*** Opening of Data for review ***

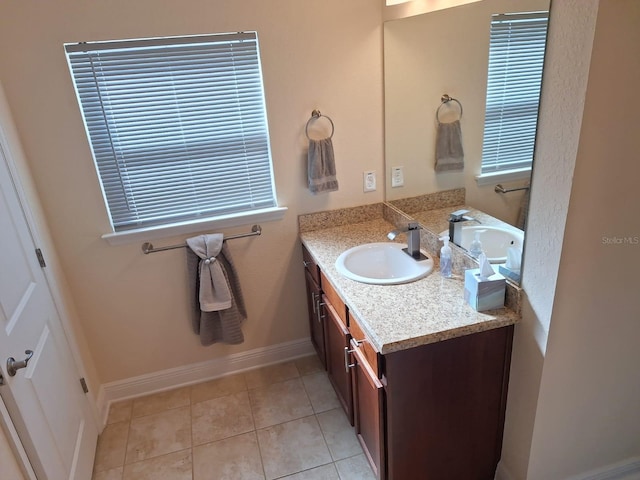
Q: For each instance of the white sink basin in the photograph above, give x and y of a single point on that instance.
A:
(382, 264)
(495, 240)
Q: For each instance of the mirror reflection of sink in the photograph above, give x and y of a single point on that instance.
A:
(495, 240)
(382, 263)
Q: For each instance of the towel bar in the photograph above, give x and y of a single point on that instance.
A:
(500, 189)
(444, 100)
(314, 116)
(149, 248)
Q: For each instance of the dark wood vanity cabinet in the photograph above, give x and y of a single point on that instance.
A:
(368, 401)
(314, 301)
(337, 339)
(329, 333)
(429, 412)
(445, 404)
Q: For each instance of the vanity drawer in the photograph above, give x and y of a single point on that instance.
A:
(333, 298)
(366, 347)
(310, 265)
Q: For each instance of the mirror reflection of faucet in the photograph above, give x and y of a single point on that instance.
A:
(456, 219)
(413, 239)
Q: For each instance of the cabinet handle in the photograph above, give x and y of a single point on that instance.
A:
(314, 303)
(347, 365)
(354, 344)
(319, 306)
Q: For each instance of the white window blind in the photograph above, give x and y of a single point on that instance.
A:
(177, 126)
(516, 57)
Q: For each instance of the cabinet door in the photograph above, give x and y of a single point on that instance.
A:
(368, 412)
(337, 340)
(316, 320)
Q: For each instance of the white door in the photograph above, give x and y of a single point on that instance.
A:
(45, 400)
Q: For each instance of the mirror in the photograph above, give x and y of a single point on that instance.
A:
(425, 56)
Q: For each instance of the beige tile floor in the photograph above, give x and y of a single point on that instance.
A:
(278, 422)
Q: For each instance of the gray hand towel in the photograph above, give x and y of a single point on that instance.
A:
(321, 166)
(214, 293)
(449, 153)
(223, 325)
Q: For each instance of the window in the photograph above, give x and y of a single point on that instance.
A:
(516, 57)
(177, 127)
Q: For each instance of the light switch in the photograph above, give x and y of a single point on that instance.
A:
(397, 177)
(369, 184)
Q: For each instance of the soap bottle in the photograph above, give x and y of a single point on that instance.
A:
(445, 258)
(475, 249)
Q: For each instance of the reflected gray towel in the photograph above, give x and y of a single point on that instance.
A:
(321, 166)
(524, 209)
(449, 153)
(223, 325)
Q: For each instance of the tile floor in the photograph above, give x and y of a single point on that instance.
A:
(278, 422)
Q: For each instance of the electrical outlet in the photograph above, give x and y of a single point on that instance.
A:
(369, 181)
(397, 177)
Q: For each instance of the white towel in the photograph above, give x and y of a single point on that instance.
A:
(321, 166)
(214, 292)
(449, 153)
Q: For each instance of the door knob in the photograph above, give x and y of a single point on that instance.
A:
(13, 365)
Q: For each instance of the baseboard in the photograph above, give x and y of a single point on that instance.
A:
(502, 473)
(198, 372)
(628, 469)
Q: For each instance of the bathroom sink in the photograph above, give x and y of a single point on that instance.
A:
(495, 240)
(382, 263)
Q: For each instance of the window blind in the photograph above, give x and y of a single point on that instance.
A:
(177, 126)
(516, 57)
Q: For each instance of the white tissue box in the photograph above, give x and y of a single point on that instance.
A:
(486, 294)
(507, 272)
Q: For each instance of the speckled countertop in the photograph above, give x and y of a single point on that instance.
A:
(397, 317)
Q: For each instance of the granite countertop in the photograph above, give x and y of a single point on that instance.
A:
(397, 317)
(436, 220)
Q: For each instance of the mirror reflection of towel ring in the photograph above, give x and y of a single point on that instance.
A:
(314, 116)
(446, 99)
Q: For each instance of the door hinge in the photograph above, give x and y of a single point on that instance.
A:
(40, 258)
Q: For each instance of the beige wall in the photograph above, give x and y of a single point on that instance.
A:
(588, 412)
(566, 69)
(9, 467)
(132, 307)
(445, 51)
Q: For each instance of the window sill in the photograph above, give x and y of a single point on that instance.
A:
(485, 179)
(212, 223)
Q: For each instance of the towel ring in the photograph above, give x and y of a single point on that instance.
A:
(446, 99)
(314, 116)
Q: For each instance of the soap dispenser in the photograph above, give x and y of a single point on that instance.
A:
(445, 258)
(475, 249)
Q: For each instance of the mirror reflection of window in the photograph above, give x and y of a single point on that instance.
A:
(516, 57)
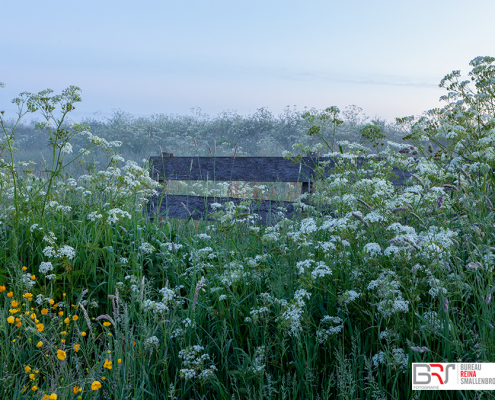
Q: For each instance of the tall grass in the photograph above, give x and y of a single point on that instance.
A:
(97, 301)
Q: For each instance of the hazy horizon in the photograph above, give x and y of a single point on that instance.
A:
(164, 57)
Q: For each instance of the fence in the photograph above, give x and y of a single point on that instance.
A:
(247, 169)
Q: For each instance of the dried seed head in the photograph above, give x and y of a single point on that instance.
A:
(364, 203)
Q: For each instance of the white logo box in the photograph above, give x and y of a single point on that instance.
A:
(453, 376)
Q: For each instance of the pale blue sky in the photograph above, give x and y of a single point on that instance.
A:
(146, 57)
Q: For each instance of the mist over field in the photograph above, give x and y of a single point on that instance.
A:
(259, 134)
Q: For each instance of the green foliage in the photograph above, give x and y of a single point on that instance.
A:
(321, 306)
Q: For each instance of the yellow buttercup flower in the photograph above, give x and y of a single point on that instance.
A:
(61, 355)
(107, 364)
(77, 389)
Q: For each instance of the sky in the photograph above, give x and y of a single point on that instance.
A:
(151, 57)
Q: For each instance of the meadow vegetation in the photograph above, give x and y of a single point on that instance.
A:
(99, 302)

*** Close of Data for review ***

▶ [Directions for this task]
Copy from the entries above each line in which the string "window" can be found.

▶ [Result for this task]
Q: For each instance of the white window blind in the photograph above, give x and y of a single point on that instance.
Q: For each instance of the window in the photograph above, give x and y of a single point on that instance.
Q: For each instance of the window blind in the photograph above, give x and y of a single point on that instance.
Q: For each instance of the window sill in the photograph above, give x and y of a single point on that instance.
Q: For each instance of the mirror reflection of window in the photograph above, give x and y of a single point on that instance.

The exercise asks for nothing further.